### [What you should do]
Beginning with the line that holds "segment red van, all instances", set down each line of the data below through the very last, exactly as given, and nothing beyond that.

### [Region segmentation data]
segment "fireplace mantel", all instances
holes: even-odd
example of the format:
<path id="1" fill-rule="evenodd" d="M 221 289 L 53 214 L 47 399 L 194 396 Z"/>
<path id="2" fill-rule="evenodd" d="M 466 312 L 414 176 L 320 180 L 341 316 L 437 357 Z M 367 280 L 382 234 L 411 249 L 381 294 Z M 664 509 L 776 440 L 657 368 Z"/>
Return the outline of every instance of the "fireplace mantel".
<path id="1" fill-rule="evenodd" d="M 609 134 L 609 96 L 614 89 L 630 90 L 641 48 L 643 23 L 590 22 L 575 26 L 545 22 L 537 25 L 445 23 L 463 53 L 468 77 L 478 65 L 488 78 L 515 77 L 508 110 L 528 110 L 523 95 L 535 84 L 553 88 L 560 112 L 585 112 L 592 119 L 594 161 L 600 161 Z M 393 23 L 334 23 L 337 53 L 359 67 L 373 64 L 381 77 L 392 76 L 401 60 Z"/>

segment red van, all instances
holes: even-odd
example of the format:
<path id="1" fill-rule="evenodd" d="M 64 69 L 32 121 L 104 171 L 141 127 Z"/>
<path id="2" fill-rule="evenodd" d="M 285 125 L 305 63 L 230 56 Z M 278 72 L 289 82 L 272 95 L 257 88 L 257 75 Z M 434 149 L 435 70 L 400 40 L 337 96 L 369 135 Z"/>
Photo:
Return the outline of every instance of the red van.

### [Exercise response]
segment red van, all instances
holes: even-odd
example of the format:
<path id="1" fill-rule="evenodd" d="M 64 69 L 32 121 L 104 171 L 141 127 Z"/>
<path id="2" fill-rule="evenodd" d="M 285 125 L 305 63 L 230 56 Z M 278 72 L 289 82 L 272 95 L 257 88 L 257 75 Z M 434 149 L 435 70 L 400 40 L 337 96 L 369 135 Z"/>
Photo:
Return the outline of every instance of the red van.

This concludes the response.